Provided material:
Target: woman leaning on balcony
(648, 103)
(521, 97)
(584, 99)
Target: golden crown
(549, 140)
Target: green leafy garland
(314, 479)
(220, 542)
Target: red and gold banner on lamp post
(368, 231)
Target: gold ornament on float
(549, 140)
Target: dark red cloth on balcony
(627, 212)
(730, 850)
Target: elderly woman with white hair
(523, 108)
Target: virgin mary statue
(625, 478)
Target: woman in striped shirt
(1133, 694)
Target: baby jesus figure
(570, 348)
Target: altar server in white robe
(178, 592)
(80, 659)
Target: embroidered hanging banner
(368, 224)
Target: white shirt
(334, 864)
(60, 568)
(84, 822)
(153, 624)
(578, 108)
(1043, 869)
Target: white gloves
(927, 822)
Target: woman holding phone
==
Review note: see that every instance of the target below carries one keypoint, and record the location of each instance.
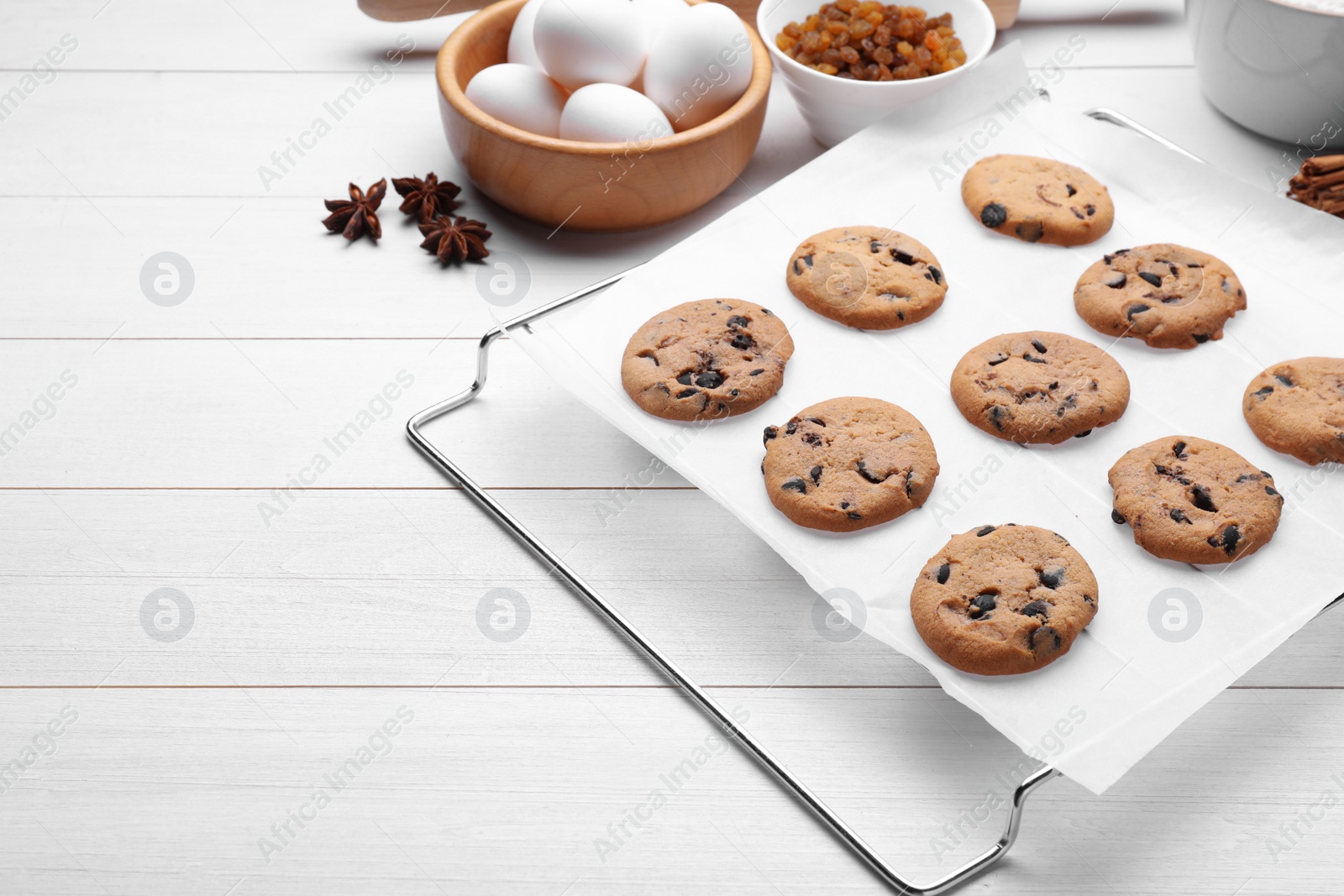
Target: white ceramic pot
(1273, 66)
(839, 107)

Task description: Copy the data starting with the line containing "Target: woman in striped shirt" and going on through the line containing "Target: woman holding phone", unchanged.

Answer to the exercise:
Target: woman in striped shirt
(1133, 694)
Target: baby jesus figure
(570, 348)
Target: altar server in white robe
(178, 592)
(80, 659)
Target: embroidered hanging banner
(368, 224)
Target: white shirt
(334, 864)
(60, 568)
(84, 822)
(153, 624)
(578, 108)
(1043, 869)
Target: white gloves
(927, 822)
Target: woman holding phone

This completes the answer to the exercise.